Copy out, in full, each line of the entries below that contains the word "leaf".
>> Start Supplied records
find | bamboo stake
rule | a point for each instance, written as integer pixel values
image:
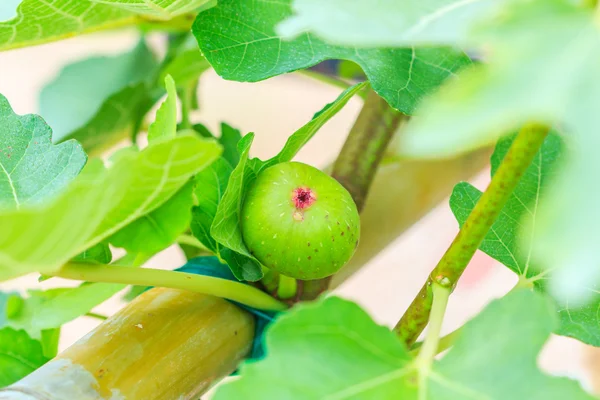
>> End Supplied records
>> Start Supplied records
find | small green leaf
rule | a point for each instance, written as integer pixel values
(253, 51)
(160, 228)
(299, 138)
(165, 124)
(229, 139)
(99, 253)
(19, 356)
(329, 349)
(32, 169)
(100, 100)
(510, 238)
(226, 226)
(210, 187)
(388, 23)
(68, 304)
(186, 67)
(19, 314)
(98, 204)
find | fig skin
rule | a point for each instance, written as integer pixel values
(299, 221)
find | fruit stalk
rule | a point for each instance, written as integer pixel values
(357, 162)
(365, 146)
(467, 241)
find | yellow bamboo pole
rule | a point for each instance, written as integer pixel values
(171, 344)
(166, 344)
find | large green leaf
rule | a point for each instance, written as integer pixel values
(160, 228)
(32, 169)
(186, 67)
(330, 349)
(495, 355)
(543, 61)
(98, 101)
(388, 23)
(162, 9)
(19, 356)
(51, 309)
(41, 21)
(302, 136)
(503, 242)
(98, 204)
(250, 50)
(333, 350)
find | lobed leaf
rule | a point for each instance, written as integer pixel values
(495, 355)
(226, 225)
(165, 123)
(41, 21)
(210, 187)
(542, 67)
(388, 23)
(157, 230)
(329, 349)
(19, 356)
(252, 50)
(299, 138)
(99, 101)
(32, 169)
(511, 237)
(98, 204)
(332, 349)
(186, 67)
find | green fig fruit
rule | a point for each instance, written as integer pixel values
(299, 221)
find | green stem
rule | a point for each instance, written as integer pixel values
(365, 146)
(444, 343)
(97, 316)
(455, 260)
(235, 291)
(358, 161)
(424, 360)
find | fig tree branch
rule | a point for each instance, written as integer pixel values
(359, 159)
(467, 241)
>> End Supplied records
Solution for this task:
find | small green leaf
find | large green leaf
find | lobed leaf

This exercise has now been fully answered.